▼▼▼

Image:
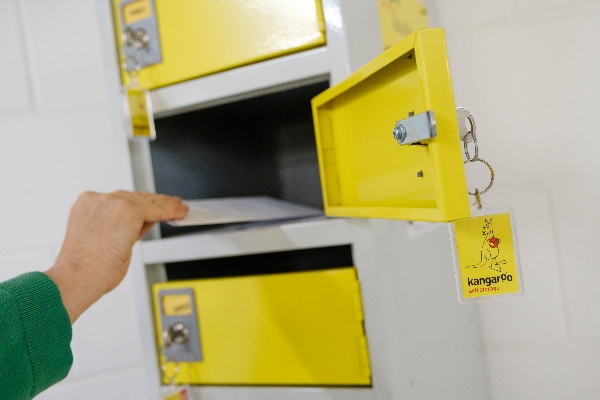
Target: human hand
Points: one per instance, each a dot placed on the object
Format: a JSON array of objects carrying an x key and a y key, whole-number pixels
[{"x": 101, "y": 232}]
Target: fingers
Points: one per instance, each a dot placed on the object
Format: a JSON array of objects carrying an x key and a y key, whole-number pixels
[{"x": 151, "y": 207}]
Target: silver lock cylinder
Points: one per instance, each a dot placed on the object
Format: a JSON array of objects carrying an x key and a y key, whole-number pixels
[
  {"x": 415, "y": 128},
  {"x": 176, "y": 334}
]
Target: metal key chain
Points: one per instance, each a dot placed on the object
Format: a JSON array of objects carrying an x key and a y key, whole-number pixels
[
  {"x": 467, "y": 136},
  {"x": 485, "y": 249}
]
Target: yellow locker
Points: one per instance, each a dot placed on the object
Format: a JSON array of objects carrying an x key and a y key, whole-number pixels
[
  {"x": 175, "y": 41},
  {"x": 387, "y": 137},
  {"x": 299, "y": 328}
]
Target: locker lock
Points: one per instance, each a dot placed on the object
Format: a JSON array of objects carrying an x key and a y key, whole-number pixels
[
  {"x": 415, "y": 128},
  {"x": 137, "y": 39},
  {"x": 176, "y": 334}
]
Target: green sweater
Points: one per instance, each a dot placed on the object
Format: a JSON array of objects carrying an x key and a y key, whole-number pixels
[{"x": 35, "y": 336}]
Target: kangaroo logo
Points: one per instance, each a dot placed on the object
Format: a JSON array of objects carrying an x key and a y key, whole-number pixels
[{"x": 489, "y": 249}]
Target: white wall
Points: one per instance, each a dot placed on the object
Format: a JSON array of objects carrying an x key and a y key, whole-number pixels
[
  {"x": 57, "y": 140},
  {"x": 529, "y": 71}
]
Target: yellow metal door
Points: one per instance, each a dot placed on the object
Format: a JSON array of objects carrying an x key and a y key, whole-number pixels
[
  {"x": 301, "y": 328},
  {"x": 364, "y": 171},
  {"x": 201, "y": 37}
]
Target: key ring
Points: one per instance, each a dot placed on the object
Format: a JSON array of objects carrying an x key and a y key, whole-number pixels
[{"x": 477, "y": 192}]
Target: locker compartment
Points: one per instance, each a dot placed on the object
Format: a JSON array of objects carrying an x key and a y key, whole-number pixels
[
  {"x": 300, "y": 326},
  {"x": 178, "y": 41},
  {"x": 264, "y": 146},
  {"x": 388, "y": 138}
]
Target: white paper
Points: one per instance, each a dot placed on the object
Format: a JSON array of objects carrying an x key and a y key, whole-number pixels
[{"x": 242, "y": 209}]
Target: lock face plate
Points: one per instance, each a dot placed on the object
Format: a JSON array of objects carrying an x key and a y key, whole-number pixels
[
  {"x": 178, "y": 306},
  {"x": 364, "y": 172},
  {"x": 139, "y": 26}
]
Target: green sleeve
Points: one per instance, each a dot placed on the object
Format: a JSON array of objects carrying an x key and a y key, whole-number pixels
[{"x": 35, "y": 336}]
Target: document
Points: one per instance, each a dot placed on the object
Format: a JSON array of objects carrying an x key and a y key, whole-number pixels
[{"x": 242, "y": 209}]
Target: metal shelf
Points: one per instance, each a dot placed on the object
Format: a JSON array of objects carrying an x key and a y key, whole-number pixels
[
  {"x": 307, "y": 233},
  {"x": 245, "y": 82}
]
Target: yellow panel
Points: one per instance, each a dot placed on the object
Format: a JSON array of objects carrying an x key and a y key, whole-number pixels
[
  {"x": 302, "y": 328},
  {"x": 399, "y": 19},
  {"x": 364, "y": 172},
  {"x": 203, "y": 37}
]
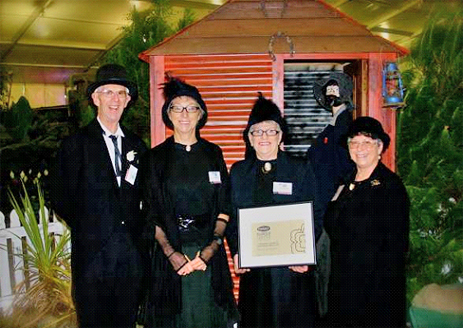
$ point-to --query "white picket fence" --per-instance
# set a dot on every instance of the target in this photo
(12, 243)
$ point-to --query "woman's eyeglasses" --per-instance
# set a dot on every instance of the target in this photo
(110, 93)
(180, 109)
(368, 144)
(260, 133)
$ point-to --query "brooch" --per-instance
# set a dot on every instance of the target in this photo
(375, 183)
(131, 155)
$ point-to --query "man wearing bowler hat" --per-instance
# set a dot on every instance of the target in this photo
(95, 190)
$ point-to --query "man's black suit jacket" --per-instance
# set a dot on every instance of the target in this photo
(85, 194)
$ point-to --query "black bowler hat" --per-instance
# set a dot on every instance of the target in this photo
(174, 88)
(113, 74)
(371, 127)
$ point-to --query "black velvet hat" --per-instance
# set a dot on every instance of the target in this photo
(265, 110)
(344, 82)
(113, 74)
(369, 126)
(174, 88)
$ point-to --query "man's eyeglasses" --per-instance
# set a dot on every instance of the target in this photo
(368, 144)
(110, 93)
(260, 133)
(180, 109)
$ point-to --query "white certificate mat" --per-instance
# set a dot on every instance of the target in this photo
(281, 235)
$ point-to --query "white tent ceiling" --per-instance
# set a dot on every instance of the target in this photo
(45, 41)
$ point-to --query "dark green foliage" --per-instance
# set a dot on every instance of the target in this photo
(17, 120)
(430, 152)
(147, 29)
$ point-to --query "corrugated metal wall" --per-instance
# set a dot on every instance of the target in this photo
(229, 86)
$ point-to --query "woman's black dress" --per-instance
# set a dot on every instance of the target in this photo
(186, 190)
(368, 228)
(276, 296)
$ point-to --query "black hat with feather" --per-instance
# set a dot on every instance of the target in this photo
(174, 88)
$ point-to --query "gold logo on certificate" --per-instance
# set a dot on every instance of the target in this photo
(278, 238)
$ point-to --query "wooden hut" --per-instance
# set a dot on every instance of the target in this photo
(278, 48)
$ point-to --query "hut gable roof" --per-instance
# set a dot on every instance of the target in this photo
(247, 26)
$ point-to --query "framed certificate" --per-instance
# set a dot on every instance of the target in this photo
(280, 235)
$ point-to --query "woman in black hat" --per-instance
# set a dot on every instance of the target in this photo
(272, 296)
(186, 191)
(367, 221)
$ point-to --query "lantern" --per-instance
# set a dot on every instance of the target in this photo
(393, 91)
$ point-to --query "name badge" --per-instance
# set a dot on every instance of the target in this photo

▲▲▲

Exercise: Every line of the listing is to be repeated exactly, and the pictures are to be dropped.

Task result:
Image:
Target: human hand
Points: one per instance, each a dot placed on the object
Format: a JSON array of objects carrying an x key and a y key, whole-number pixels
[{"x": 101, "y": 232}]
Target: fingers
Points: one per instance, each a dot placed on the object
Format: a JSON array of objects carrying an x key and a y key, whole-number pixels
[{"x": 151, "y": 207}]
Target: silver lock cylinder
Points: one per instance, each a dot placed on the object
Format: a JSON array of objects carrying an x key and a y key, whole-number pixels
[
  {"x": 415, "y": 128},
  {"x": 176, "y": 334}
]
Target: metal key chain
Points: one per instance, each a dot placed on the object
Format: a JSON array of objects carrying an x key and a y key, whole-number pixels
[
  {"x": 467, "y": 136},
  {"x": 485, "y": 249}
]
Target: yellow locker
Points: one per instance, each a dot placed on the object
Format: a JSON array of objects carrying an x key and a y key, whole-number pixels
[
  {"x": 175, "y": 41},
  {"x": 387, "y": 137},
  {"x": 299, "y": 328}
]
Target: locker lock
Points: one per instance, each a dot placed on the object
Format: a JSON array of objects carrying an x key and a y key, whole-number pixels
[
  {"x": 415, "y": 128},
  {"x": 137, "y": 39},
  {"x": 176, "y": 334}
]
Target: green sweater
Points: one per instance, each a dot placed on the object
Format: a JSON array of objects carrying an x key and a y key, whole-number pixels
[{"x": 35, "y": 336}]
Target: kangaroo logo
Points: one per instance, each a dot placed on the object
Format: a JSON array of objects carrying an x key and a y key, whole-number pixels
[{"x": 489, "y": 249}]
Target: white wall
Points: one per instance, each a dot placed on the object
Format: a JSON array of objects carrying an x key and a y key, whole-number pixels
[
  {"x": 57, "y": 140},
  {"x": 529, "y": 71}
]
Target: yellow metal door
Points: one per instance, each a dot placed on the object
Format: a JSON array of objects carrying an x key and a y key, whole-number pixels
[
  {"x": 301, "y": 328},
  {"x": 364, "y": 171},
  {"x": 201, "y": 37}
]
Target: key ring
Points: one per instance, each a dot placed on the object
Format: a JSON array of objects carrying an x key and a y key, whole-number pixels
[{"x": 477, "y": 192}]
Target: locker compartment
Points: one per instance, each a dot placed on the object
Format: a JSON array of objects carrying an x key and a y key, whole-number pixels
[
  {"x": 300, "y": 326},
  {"x": 178, "y": 41},
  {"x": 264, "y": 146},
  {"x": 388, "y": 138}
]
Target: white paper
Points: one per instance, each a dot placed on the object
Format: a JSON array of objects carrying an x key and a y key, whole-number pixels
[{"x": 242, "y": 209}]
Target: lock face plate
Points: one per instance, each a dot placed on the object
Format: a JSON array of objects carrying an x key and a y key, whole-number pixels
[
  {"x": 178, "y": 306},
  {"x": 364, "y": 172},
  {"x": 139, "y": 26}
]
Target: green sleeve
Points: one per instance, each a dot placed on the object
Format: a JSON array of objects carrying an x key and a y key, whole-number pixels
[{"x": 35, "y": 336}]
Target: document
Points: one per instance, each a dot placed on the object
Format: a JSON array of objects carrying an x key and a y key, whole-number pixels
[{"x": 242, "y": 209}]
Target: metal shelf
Points: one per instance, each a dot placed on the object
Format: a JSON array of objects carrying an x key and a y key, whole-number pixels
[
  {"x": 307, "y": 233},
  {"x": 245, "y": 82}
]
Target: yellow panel
Points: one per instance, each a dot placed on the object
Format: a JSON array of objects carrying an x key and a y key, whole-number pixels
[
  {"x": 302, "y": 328},
  {"x": 399, "y": 19},
  {"x": 364, "y": 172},
  {"x": 203, "y": 37}
]
$ point-to --query "white picket fence" --per-instance
# set a dot on every instance of the target in this photo
(12, 243)
$ point-to --query "woman's eyeglasses" --per-instance
# set a dot on every instance of the target in this photo
(110, 93)
(180, 109)
(368, 144)
(260, 133)
$ point-to --query "brooch" --per-instance
# set a dot on every instance of the target in this photo
(375, 183)
(131, 155)
$ point-to --query "man wearing bowler hat" --per-instance
# set a dot on every instance of the target in this photo
(95, 190)
$ point-to --query "man's black suit jacket" --per-instance
# set a dot on every instance of the target in this photo
(85, 194)
$ point-to --query "black bowler hat" --per-instance
# set a dot on every instance of the target in this photo
(174, 88)
(113, 74)
(371, 127)
$ point-to --query "black velvet hat" --per-instance
# set a dot on every instance of the target in this photo
(265, 110)
(344, 82)
(113, 74)
(369, 126)
(174, 88)
$ point-to --query "man's eyeglasses" --per-instance
# set a dot on every instance of the target in this photo
(368, 144)
(110, 93)
(260, 133)
(180, 109)
$ point-to --query "white certificate mat" --per-instance
# set a dot on every instance of the target in this photo
(281, 235)
$ point-to --query "white tent ceiling" --per-instance
# set a dot on every instance of the target in this photo
(45, 41)
$ point-to --query "dark green foliage" --per-instance
# set a dot on every instance of the target in this photo
(17, 120)
(430, 152)
(147, 29)
$ point-to --query "corrugated metal wall" --per-instance
# set a dot on every instance of the target in this photo
(229, 86)
$ point-to --query "woman's black dress" --per-instance
# set a dot on every instance of the target in this photo
(186, 190)
(368, 228)
(276, 296)
$ point-to --query "black hat with feather" --per-instance
# set a dot on every instance of the target in this photo
(174, 88)
$ point-to --query "gold logo on certificate" --per-instance
# set a dot on every instance of the target in this photo
(278, 238)
$ point-to --query "wooden hut" --per-instance
# set a dot on every instance of the target in this photo
(278, 48)
$ point-to --query "hut gable roof" --per-instance
# set a dot on every instance of the target in this photo
(247, 26)
$ point-to --query "framed certificate" --per-instance
# set a dot on every instance of the target in this photo
(280, 235)
$ point-to --query "woman in black hat" --per-instance
# set a dot on every instance of the target in this photo
(272, 296)
(186, 191)
(367, 221)
$ point-to --query "lantern" --per-instance
# set a dot on every instance of the target in this photo
(393, 91)
$ point-to --query "name badge" --per-instance
# set a dot on every instance of the target in this photo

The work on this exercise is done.